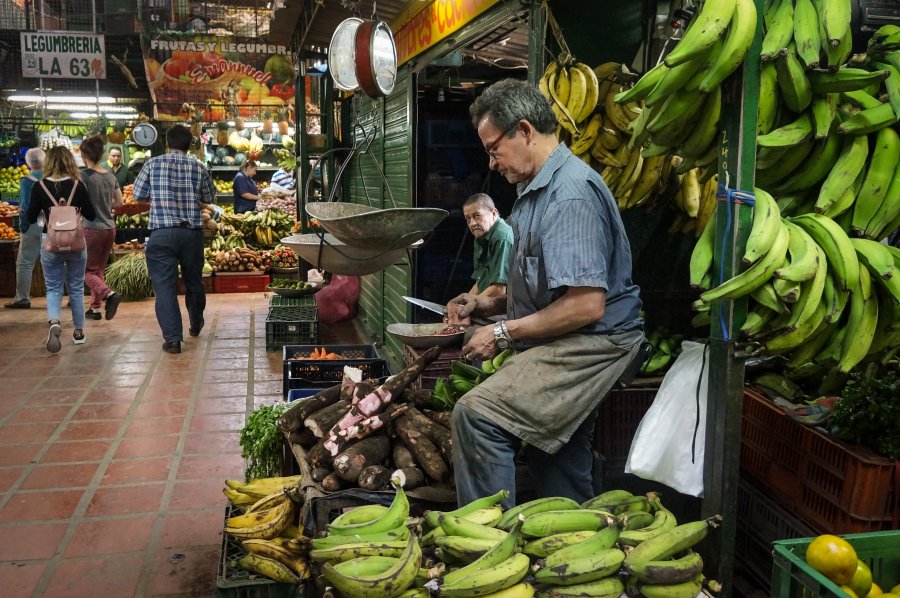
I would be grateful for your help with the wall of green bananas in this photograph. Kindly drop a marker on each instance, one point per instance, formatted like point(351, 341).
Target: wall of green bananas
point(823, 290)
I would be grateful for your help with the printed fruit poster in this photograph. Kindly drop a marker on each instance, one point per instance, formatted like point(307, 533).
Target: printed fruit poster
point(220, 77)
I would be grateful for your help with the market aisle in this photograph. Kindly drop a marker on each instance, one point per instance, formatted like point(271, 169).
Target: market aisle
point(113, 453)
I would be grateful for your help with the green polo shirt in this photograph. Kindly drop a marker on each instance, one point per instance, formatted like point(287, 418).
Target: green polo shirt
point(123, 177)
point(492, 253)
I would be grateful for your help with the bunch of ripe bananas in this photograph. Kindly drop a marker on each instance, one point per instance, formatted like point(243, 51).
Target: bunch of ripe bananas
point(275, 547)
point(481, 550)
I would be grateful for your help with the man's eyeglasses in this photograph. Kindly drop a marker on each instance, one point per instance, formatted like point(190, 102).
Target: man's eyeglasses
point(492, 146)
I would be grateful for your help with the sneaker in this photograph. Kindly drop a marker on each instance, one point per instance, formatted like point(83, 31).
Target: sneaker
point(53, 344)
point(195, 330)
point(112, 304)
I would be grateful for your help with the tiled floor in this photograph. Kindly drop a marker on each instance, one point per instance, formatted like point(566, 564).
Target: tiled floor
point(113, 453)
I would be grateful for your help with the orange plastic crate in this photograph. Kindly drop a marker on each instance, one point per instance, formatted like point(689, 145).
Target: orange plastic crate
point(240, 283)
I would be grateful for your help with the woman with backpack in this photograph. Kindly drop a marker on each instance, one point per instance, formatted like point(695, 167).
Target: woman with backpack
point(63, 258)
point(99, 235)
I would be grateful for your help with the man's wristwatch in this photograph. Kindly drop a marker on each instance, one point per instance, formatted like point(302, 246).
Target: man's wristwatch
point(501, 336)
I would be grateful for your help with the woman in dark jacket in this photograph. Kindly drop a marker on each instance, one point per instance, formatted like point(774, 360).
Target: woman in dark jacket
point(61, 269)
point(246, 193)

========

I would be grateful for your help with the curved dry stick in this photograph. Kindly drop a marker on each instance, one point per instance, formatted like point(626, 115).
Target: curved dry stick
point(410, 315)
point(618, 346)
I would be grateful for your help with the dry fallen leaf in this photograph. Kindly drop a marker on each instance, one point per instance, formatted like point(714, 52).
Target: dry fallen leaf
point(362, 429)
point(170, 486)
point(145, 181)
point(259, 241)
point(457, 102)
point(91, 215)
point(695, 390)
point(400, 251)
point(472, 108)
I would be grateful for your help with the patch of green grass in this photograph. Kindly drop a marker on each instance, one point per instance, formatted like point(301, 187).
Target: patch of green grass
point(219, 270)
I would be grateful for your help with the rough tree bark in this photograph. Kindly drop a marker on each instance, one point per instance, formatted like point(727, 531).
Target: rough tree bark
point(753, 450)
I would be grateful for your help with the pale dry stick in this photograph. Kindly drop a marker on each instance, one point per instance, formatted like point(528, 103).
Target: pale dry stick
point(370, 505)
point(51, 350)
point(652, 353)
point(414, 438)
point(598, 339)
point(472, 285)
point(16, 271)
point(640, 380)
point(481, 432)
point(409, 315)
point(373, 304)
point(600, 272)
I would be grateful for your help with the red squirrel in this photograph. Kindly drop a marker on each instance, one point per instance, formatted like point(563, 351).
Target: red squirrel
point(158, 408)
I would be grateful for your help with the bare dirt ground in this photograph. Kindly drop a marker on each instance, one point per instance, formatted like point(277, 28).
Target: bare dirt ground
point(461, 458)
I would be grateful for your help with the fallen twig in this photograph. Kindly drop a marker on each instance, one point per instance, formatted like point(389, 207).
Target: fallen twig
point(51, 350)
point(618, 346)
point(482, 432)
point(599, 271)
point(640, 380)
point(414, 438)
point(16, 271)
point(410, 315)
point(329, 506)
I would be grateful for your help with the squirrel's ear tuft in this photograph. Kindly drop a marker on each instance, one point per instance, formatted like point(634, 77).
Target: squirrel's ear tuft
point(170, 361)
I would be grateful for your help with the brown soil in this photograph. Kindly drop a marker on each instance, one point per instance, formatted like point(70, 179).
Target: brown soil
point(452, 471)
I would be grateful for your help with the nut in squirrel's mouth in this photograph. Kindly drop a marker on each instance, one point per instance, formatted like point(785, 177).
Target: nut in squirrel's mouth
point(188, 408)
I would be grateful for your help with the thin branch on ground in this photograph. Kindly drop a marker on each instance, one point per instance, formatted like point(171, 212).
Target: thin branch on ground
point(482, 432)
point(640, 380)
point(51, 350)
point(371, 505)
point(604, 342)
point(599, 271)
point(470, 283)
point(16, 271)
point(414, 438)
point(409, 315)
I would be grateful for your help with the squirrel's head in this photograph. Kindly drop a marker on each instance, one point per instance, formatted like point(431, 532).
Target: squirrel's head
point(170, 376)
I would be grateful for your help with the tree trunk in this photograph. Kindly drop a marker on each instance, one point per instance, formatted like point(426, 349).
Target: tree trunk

========

Put the material from the line with "I would be grateful for your help with the wall" up to and including the line with "point(823, 290)" into a Markdown table with the columns No. and Text. Give each line its own numbered row and skip any blank lines.

| No. | Text |
|---|---|
| 1 | I would be grateful for your help with the wall of green bananas in this photograph. Kindly drop a marker on each instance, one point per instance, formatted like point(351, 341). |
| 2 | Target: wall of green bananas |
| 3 | point(823, 290) |